§ **STATED TASK 1**:
Using the ruling excerpt below, answer these questions:
(a) According to Counsel in paragraph 13, what should the Plaintiff have filed?
(b) In what kind of proceeding does Counsel say the Plaintiff should spend her energy litigating instead?
(c) Which provision does Counsel for the Plaintiff say gives a current or former spouse the right to move the Court for a declaration of property as matrimonial?
§ **STATED TASK 2**:
List every legal provision cited in the ruling excerpt below, along with the instrument each one belongs to.

§ **SOURCE PASSAGE**:
-*-

13. Regarding Order 37 Rule 1 and 2 of the Civil Procedure Rules, Counsel submitted that the suit is termed as a matrimonial Cause but the prayers in the Plaint are about Trusts, the Plaintiff should therefore have filed an Originating Summons, the Plaintiff cannot sue for matrimonial Cause and ask the Court to declare that the deceased held property in trust for her, in the Plaintiff’s reply she states that the suit is a declaratory Cause for protection of interest in matrimonial property in wastage and posed the questions; is this the right forum? and; Is this the procedure to be used to protect the interest in matrimonial property of a dead registered owner? According to Counsel, the answer is no.
14. In conclusion, Counsel submitted that the law is clear as to what documents and procedure should be adopted when seeking orders in a matrimonial suit and trusts, this is a point of law and not of fact hence the Preliminary Objection stands. According to Counsel, the Plaintiff has filed a frivolous and scandalous Cause and hence has wasted Court’s precious time, she should instead use her energy to litigate in a Succession Cause in respect of her deceased husband.
Plaintiff’s Submissions 15. On whether the Court has jurisdiction to issue declaratory orders in the estate of the deceased, Counsel for the Plaintiff submitted that this Cause arises from the right to property and specifically matrimonial property, the spouse who is the registered owner of the properties was polygamous hence the current Cause, where there is a threat of violation of the right to property, the Constitution guarantees the right to move to Court for protection, Article 40 of the Constitution of Kenya 2010 provides that every person has a right to own property which right shall be protected by the State, Section 7(1) of the Matrimonial Property Act gives a spouse, whether current or former, the right to move the Court for declaration of property as matrimonial, the marriage between the Plaintiff and the 1st Defendant was terminated by reason of death, the Plaintiff is now therefore a former spouse and whose entitlement to the properties jointly acquired by the two is at danger of being alienated hence the need for declaratory orders, this is the appropriate Court to determine the issue as to whether the properties are matrimonial, whereas it is true that the properties are in the name of the 1st Defendant who is now deceased, the Plaintiff is only seeking to prove her interest in the properties and a declaration that she has rights to be protected, this is particularly important because it will save the Court’s time during Succession proceedings when it is finally filed, having obtained declaratory orders as to the subject parcels of land, certainty will have been achieved on whether they constitute free property for purposes of Succession, the orders sought will not result in the transfer of ownership to the name of the Plaintiff but rather to protect her rights to the parcels by contribution, there is no prejudice that will be suffered and therefore the Preliminary Objection is ill-advised.

-*-

§ **GIVEN INFORMATION**:
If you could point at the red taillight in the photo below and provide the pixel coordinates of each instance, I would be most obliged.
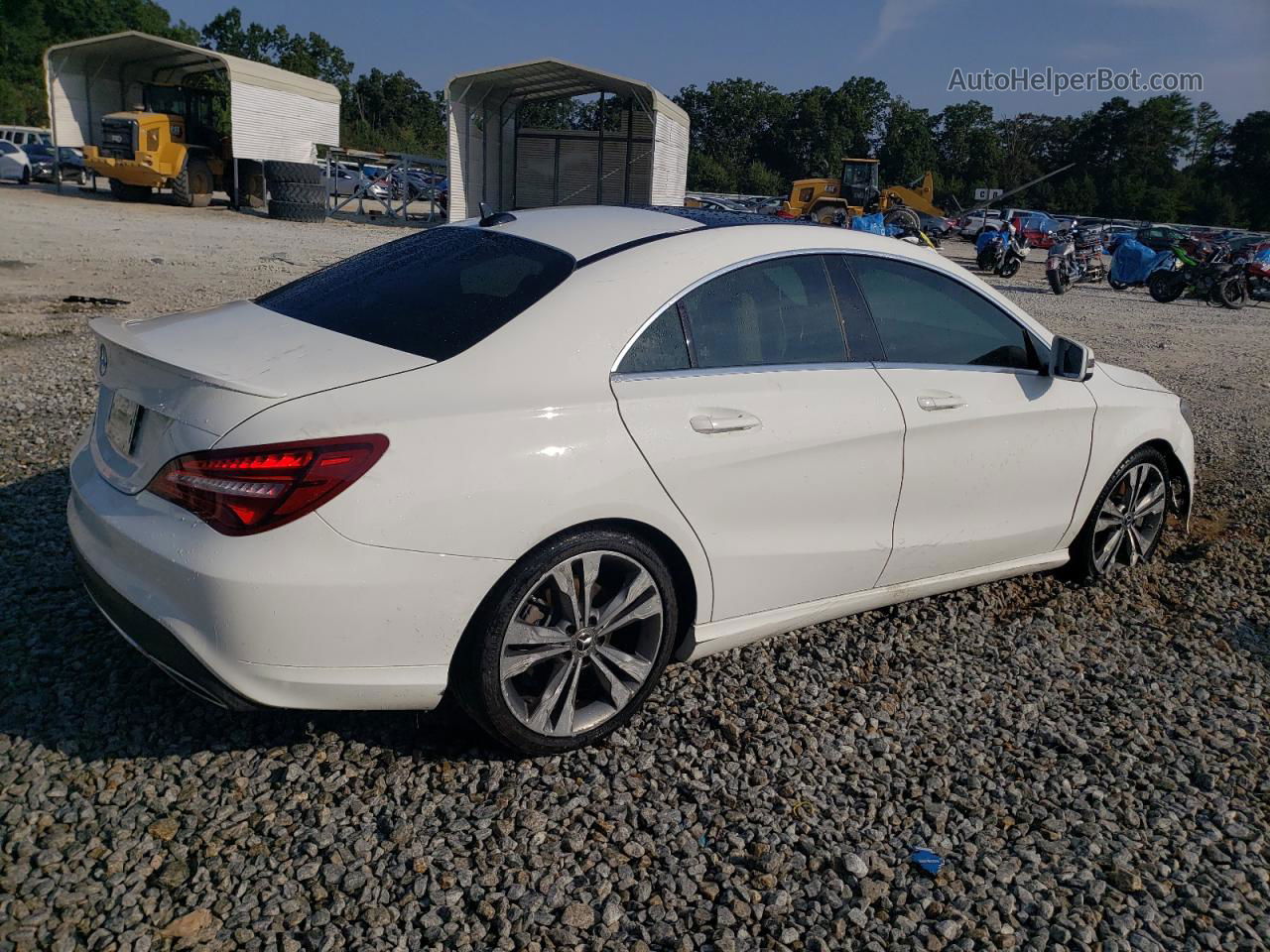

-*-

§ **CORRECT ANSWER 1**:
(a) An Originating Summons.
(b) A Succession Cause in respect of her deceased husband.
(c) Section 7(1) of the Matrimonial Property Act.

§ **CORRECT ANSWER 2**:
- Order 37 Rule 1 and 2 of the Civil Procedure Rules
- Article 40 of the Constitution of Kenya 2010
- Section 7(1) of the Matrimonial Property Act